━━ TEXT EXCERPT ━━

Strangers in the night: Lunar eclipse, solstice meet again
December 20th, 2010
08:48 PM ET

Strangers in the night: Lunar eclipse, solstice meet again

It's not every lifetime that you get a chance to celebrate a solstice with a total eclipse of the moon.

Weather permitting, a lunar eclipse will be visible from 1:33 to 5:01 a.m. ET Tuesday, with the total eclipse starting at about 2:41 a.m., according to NASA.

The eclipse happens to be on the day of a solstice (first day of winter for the Northern Hemisphere; first day of summer for the Southern Hemisphere). The last time a lunar eclipse happened on a solstice was 372 years ago, in 1638, the U.S. Naval Observatory’s Geoff Chester told NASA.

Why is this significant, besides being so rare that it hasn't happened since Galileo was living out his days under house arrest? For eclipse watchers, it means "that the moon will appear very high in the night sky, as the solstice marks the time when Earth’s axial tilt is farthest away from the sun," according to NASA.

Scientists aren't the only ones interested in the confluence. To astrologers, Tuesday morning's package - the Northern Hemisphere's darkest day of the year, a full moon and a total lunar eclipse - is a doozie.

Share your video and images of the eclipse through iReport.

Florida astrologer Brian Hill says each event has a significant effect on people. A lunar eclipse alone, he says, disrupts vibrations from the moon, letting people’s intuition work more freely and allowing them “to receive information that the logical left brain normally doesn't get."

━━━
━━ STORED ROWS ━━

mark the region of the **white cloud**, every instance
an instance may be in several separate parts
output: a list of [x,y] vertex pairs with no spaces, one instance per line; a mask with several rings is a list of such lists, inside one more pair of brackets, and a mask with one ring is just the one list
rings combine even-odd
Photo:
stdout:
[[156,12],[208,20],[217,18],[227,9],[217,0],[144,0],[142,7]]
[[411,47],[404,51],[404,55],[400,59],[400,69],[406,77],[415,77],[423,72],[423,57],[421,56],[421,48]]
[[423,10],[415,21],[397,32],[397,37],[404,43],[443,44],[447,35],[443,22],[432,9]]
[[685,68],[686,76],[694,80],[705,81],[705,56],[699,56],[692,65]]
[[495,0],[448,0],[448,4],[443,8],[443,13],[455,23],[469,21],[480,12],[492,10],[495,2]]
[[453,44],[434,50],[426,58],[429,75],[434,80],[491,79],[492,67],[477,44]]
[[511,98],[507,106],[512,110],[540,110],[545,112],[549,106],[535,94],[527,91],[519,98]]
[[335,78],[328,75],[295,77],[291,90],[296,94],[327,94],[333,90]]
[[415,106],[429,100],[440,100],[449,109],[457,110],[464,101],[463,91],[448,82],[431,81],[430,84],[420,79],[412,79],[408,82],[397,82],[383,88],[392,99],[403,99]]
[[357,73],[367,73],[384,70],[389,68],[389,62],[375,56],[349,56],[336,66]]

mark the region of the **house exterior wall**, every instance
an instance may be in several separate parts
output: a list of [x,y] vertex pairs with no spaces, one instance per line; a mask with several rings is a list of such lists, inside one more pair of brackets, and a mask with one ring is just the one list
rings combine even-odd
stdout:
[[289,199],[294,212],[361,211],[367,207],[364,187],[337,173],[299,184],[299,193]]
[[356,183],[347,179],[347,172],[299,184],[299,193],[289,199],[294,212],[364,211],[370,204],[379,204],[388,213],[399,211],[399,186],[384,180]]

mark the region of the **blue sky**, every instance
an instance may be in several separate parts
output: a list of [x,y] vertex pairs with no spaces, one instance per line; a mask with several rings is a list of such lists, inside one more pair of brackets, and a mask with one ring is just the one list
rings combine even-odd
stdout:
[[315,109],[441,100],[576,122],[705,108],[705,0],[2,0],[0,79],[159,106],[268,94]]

━━━

GIVEN TASK
Extend the article above about the lunar eclipse on the solstice, picking up after its last sentence.

TASK RESULT
A full moon, the culmination of a cycle, portends endings, and a winter solstice gets people feeling an energy of withdrawal, in the manner that allows animals know it’s time to hibernate, he says. With Mercury also in retrograde, now is the time for reflection and introspection, he says.

"The four big planetary phenomenon at the same time tell us to slow down and see what’s going on," Hill said Monday. "Everything is saying, 'Slow down, we're moving way too fast, and really take a look at what we’re doing, where we’re going and what we want to do.' "

Another Florida astrologer, Bob Mulligan, told the News-Press of Fort Myers he also sees the solstice/eclipse confluence as a big deal: "With solstices, we traditionally mark the beginning of seasons as turning points. Full moons are times of great stress on the planet. A lunar eclipse is a full moon on steroids; symbolically, it’s a time of letting go of something from the past."

So, Mulligan told the News-Press, 2011 "will be a breath of relief, the death of one way of doing things and the very beginning of something brand new."

A lunar eclipse happens when the Earth lines up between the sun and the moon, blocking the sun’s rays and casting its shadow on the moon, NASA says, and eclipse watchers will be in for a colorful treat.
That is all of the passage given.